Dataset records
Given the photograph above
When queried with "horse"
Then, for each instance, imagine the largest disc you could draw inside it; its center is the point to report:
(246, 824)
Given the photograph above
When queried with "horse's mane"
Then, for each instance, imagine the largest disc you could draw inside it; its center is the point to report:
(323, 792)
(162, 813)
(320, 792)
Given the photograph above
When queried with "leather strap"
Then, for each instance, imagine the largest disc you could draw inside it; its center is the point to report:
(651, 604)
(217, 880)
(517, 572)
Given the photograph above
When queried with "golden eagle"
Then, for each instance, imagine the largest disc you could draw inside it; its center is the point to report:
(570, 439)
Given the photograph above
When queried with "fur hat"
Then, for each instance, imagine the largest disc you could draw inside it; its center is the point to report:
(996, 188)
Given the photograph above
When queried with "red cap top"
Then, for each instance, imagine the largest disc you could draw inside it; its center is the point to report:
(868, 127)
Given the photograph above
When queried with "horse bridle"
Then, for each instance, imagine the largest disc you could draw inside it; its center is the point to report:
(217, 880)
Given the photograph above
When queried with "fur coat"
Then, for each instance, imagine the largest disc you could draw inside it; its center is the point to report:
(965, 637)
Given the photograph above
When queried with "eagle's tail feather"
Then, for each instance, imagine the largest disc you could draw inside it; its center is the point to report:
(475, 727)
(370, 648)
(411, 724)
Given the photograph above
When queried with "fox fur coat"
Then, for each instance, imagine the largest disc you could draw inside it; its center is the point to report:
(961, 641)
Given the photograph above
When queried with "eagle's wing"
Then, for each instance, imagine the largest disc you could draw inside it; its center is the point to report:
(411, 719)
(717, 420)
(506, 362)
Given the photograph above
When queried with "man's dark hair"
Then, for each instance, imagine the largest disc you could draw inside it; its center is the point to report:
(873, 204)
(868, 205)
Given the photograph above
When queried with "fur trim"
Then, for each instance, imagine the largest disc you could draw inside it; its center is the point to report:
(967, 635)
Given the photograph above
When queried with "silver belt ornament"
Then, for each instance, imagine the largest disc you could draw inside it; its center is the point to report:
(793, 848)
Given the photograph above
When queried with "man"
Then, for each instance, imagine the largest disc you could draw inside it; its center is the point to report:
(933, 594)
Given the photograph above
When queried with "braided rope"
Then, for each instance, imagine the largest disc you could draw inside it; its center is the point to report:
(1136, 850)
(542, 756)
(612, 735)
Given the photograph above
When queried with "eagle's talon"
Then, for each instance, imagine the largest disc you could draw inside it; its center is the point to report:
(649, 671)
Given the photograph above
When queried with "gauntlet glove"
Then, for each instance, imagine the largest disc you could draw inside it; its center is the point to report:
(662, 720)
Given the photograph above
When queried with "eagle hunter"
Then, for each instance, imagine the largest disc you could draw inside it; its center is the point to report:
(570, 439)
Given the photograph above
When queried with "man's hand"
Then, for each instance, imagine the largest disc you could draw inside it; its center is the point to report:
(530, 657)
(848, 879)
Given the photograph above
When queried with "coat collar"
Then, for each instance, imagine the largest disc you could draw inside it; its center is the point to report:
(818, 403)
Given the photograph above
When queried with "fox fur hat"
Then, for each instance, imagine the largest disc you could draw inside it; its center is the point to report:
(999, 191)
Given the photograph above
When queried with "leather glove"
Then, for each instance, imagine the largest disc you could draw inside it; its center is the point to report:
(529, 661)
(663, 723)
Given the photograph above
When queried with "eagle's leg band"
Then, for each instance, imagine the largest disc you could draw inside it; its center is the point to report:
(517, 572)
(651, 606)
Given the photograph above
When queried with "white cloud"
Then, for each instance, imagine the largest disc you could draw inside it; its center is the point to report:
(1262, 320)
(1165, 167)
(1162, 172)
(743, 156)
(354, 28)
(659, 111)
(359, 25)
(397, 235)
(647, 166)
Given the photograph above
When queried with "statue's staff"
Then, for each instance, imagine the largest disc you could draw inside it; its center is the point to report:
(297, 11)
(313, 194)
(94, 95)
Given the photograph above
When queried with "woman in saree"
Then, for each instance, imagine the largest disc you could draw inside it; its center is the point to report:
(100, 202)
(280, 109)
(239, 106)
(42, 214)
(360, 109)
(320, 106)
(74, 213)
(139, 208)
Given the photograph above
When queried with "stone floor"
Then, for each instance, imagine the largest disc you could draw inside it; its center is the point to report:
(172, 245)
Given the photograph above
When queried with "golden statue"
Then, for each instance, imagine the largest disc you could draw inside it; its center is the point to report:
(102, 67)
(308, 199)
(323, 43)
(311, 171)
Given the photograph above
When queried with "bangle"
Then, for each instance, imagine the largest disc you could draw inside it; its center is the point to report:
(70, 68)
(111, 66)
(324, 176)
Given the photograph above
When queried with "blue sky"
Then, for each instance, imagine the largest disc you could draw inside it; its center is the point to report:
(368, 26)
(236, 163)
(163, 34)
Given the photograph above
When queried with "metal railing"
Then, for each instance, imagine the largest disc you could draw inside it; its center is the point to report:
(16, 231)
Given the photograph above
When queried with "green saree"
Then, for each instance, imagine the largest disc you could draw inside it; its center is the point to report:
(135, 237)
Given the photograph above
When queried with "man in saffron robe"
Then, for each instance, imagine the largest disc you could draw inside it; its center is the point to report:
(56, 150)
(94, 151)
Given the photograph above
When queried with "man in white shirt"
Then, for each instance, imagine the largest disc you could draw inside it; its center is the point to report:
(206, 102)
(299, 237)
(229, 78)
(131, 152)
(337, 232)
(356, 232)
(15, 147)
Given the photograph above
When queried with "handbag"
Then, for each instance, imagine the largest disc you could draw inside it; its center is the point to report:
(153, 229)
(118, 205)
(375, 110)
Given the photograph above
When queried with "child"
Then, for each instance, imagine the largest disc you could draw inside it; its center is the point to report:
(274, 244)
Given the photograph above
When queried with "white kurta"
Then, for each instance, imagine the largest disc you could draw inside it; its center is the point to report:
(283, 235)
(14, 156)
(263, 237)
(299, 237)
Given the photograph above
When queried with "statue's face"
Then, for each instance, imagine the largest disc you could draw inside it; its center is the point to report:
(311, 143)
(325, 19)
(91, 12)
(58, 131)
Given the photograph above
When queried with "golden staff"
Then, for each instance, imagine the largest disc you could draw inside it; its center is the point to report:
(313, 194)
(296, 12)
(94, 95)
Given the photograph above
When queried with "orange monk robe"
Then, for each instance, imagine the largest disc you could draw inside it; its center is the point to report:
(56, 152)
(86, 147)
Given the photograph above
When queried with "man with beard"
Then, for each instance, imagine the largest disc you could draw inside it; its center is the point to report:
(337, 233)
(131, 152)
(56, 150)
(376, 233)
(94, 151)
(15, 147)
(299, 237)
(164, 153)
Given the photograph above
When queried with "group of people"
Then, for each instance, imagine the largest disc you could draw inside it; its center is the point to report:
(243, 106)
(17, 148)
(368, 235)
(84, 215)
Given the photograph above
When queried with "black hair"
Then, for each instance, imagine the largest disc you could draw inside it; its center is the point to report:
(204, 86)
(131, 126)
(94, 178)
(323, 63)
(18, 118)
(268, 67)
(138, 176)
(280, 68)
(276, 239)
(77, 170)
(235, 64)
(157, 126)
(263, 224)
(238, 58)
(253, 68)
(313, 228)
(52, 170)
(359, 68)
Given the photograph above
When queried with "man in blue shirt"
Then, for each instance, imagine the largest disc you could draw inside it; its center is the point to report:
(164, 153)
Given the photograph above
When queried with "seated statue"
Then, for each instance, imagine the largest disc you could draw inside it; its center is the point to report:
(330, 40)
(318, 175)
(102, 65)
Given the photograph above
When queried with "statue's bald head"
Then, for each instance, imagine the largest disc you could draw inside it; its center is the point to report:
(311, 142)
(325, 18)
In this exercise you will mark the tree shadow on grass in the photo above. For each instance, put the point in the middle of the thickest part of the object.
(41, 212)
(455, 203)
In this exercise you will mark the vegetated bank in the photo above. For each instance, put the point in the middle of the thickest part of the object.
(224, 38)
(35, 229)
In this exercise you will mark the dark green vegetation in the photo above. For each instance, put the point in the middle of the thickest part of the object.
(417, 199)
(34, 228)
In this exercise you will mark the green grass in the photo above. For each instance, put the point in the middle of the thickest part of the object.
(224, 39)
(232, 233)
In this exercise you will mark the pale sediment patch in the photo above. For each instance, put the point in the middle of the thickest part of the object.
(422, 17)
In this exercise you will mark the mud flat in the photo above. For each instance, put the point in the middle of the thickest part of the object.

GOAL OF THE EXERCISE
Return each full line of the entries that contains the word "leather".

TASK ANSWER
When queried with "leather strap"
When queried with "leather glove"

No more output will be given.